'''

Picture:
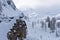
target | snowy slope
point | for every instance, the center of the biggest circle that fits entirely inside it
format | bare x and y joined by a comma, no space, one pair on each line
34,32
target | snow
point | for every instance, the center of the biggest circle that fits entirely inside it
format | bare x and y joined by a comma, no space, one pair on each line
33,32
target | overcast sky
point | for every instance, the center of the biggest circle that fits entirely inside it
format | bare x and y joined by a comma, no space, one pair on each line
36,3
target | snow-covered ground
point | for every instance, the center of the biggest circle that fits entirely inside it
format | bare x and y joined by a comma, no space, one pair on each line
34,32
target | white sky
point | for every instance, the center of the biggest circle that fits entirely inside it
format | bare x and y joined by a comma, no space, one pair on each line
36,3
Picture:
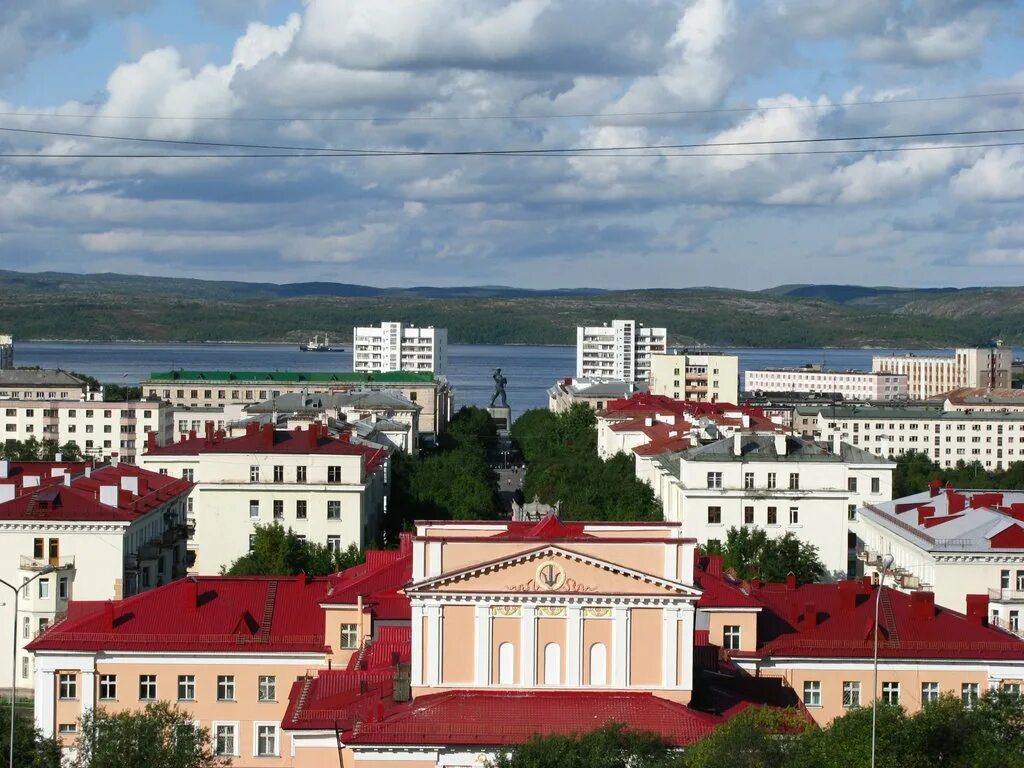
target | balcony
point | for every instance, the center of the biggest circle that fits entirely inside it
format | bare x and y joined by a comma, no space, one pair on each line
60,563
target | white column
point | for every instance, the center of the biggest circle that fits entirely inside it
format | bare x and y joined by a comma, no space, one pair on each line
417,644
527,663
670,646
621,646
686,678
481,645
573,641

'''
'''

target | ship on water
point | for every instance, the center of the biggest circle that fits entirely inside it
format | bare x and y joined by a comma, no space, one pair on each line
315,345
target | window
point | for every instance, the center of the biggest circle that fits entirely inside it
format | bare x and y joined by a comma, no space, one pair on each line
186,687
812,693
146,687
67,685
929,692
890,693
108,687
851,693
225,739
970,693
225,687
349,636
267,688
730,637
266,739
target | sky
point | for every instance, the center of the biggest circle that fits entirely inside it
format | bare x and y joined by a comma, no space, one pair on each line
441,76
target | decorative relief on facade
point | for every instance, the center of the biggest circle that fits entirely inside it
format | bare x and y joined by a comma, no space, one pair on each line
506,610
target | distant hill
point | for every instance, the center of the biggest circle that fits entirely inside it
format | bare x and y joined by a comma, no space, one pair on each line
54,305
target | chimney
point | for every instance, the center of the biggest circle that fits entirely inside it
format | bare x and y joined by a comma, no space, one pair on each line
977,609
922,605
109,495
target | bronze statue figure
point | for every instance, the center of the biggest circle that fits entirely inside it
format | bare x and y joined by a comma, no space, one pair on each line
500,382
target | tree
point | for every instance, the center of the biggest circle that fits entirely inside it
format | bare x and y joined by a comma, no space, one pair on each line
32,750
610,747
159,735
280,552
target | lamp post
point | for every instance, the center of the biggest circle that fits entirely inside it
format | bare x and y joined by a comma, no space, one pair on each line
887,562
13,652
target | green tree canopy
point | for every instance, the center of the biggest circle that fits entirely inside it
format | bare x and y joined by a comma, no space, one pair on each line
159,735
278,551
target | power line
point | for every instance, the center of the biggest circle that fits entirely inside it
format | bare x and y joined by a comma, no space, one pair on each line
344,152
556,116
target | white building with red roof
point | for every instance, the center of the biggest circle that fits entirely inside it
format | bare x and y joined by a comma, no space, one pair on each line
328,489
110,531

'''

• **TAAKDOEL**: Verzamel uit het materiaal hierboven elke regel waarin de tekenreeks "white" staat. Hoofdletters en kleine letters tellen als verschillend.

• **UITVOER OEFENING**:
target | white sky
target | white column
target | white building with red roof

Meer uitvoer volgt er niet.